--- Start ---
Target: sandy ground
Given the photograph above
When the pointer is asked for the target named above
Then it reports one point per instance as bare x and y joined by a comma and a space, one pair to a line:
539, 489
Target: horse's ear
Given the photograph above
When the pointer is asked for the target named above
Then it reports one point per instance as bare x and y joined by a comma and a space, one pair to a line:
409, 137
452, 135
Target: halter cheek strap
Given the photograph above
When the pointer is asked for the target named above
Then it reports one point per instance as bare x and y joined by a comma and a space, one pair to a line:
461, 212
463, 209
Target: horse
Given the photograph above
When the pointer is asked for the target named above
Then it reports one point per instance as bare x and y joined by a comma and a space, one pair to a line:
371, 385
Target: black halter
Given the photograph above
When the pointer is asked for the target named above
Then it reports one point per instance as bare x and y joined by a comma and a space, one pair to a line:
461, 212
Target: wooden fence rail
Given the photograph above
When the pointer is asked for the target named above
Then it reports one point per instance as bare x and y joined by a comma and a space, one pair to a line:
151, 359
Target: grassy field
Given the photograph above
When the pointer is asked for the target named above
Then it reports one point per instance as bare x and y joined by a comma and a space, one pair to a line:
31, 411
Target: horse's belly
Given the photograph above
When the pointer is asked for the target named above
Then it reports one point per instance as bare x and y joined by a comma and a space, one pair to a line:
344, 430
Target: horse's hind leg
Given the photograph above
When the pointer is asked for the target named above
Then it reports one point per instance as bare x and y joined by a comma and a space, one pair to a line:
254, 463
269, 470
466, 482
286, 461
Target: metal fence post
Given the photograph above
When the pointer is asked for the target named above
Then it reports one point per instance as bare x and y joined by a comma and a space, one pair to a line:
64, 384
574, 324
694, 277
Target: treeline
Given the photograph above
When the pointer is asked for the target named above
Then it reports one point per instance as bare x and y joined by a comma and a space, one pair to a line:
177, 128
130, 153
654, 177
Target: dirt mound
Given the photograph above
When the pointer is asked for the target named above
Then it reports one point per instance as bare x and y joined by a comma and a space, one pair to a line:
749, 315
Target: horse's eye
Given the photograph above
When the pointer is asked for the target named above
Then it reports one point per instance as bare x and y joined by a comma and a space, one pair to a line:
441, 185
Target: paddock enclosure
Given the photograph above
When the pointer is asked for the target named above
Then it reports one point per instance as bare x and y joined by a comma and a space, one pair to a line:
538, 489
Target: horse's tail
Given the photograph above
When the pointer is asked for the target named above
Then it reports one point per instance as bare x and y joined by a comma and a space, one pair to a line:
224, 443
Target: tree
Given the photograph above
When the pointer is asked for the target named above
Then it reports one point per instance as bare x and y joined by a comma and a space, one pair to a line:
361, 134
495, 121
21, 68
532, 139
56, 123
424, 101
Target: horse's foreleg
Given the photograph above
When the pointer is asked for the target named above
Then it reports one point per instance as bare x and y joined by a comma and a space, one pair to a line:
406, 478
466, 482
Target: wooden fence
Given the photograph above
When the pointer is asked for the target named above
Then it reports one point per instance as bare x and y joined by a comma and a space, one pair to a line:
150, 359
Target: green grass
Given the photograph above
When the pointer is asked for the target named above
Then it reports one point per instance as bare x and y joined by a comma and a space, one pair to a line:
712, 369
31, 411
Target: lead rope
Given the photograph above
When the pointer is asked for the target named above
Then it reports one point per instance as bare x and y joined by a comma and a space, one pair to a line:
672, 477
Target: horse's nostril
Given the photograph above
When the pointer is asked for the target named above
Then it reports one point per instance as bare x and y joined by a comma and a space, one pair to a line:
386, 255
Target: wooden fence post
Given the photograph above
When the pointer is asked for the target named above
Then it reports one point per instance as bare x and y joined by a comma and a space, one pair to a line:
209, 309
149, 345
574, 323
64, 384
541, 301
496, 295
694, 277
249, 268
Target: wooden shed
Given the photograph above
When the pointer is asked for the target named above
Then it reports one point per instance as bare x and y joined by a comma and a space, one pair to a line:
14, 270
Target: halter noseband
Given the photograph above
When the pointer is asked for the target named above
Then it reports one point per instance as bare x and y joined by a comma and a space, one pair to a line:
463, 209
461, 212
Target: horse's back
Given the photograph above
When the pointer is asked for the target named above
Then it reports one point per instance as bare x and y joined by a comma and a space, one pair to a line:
--- End ---
» **YOUR OBJECTIVE**
Copy out every line of the material above without changing anything.

» **FINAL RESULT**
Target: sandy ground
Given the photograph above
When the pointer is asked for the target named above
Then it reports one point per instance as bare x and y joined by a comma and a space, one pair to a line:
539, 489
Target: horse's ear
Given the photograph above
When the pointer is asked for the target named above
Then it reports one point per instance as bare x and y joined by a comma and a space, one pair to a line:
409, 137
452, 135
Target: halter cheek strap
Given the photograph above
When the pointer is asked for the target named above
Then it reports one point per instance as bare x and y joined by a comma and a space, one pair to a line:
461, 212
463, 209
Target: horse
Given the photograph above
When the pointer is asked for the target named above
Then it reports one point per instance as bare x and y joined by a comma and a space, one pair to a line:
371, 385
Target: black halter
Given the photograph above
When the pointer is asked for the target named above
Then it reports one point per instance as bare x and y joined by a comma and a space, one pair to a line:
461, 212
Target: wooden fence rail
Given the photograph above
When the pointer is asked for the target named above
Then it reports one point per instance as bare x and y joined by a comma and a space, one pair to a line:
151, 359
Target: grassy field
Given the photograph above
When the pointer is asked for the target named above
Then it reports one point per instance as bare x and y joined by a comma and a space, one pair to a line:
31, 411
Target: horse's belly
Given the photograph above
When the pointer is asked for the target named above
Then it reports one point per instance as bare x and y joined by a comma and a space, one pair to a line:
344, 430
Target: horse's hind leg
Given the photograph above
When the pointer is asked for the target named above
Then it reports one point per instance as bare x and y joined by a comma and a space, one pair to a line:
254, 463
269, 470
466, 482
286, 461
Target: metal fence post
Given the photograph above
When the pointer is asked for the target named above
Then it reports one point per instance as bare x and y joined by a comma and a space, one pair to a line:
64, 384
574, 324
694, 277
Target: treeline
Given the photograph above
When the pointer is asked for the target named above
Then it reports one point per instance as bare x and y joined by a comma and a space, one pair to a line:
177, 128
130, 153
654, 177
Target: dirt mound
Given the photograph above
When the pointer is asked for the target named above
Then it reports one point per instance as bare x and y joined by a comma and a space, one pair to a line:
749, 315
Target: horse's eye
Given the photograph above
When the pointer is asked for the target named above
Then it reports one point per instance as bare x and y joined by a comma and a space, one pair to a line:
441, 185
Target: paddock enclosure
Given the photograph above
When the pointer is asked for the target named above
Then it reports one point per instance as bare x and y joined by a comma and a space, one pair to a line:
538, 489
Target: horse's tail
Given the photograph above
When the pointer is asked for the target named above
Then it reports one point per instance as bare x and y joined by a comma and a space, one pair to a line:
224, 443
Target: tree
Given the photograph above
When the pointer is asked for the target named above
Then it reports one point per instance as bare x and y joined by a comma and a space, one pair to a line:
361, 134
495, 121
21, 68
532, 139
56, 123
424, 101
Target: horse's foreleg
Given the photograph above
When the pointer is asked for the target named above
Then it reports one point per instance as bare x and y joined by a comma and a space, one pair to a line:
406, 478
466, 482
Target: wooden fence
Given the photograph above
When the pointer is asked for the target named above
Then it reports one point per instance as bare x and y joined by a comma and a space, one pair to a line:
150, 359
Target: green grass
Given the photograph above
When the pointer is asked for the target named above
Then it reports one point per instance as bare x and y joined by a comma and a space, one pair to a line:
712, 369
31, 411
Target: lead rope
Given the photograph above
When the pointer is asked for the target named above
Then it reports one point per instance as bare x and y joined by a comma and a space, one pair to a line:
672, 477
Target: horse's nostril
Given the photograph above
When the pointer is asked for the target named above
Then it reports one point per instance as bare x and y joined by a comma and a space, one pair to a line:
386, 255
Target: wooden fence post
Given the photograph above
When the pointer is asked for the target named above
Then it reports one point per instance as bare x and y joined by a comma and a space, one pair to a line:
209, 309
149, 345
574, 323
64, 384
541, 301
496, 295
694, 277
249, 268
Target: wooden shed
Given the photograph above
When the pointer is asked for the target named above
Then it reports one point per instance as bare x and y joined by a comma and a space, one pair to a line:
14, 270
Target: halter noseband
Given the photograph above
When the pointer is asked for the target named above
Then it reports one point per instance as bare x and y joined by a comma and a space, one pair to a line:
463, 209
461, 212
Target: horse's back
Given the photograph above
When the pointer is asked for the target named above
Then it reports one point per instance as bare x and y joined by a comma and a space, one pair to a line:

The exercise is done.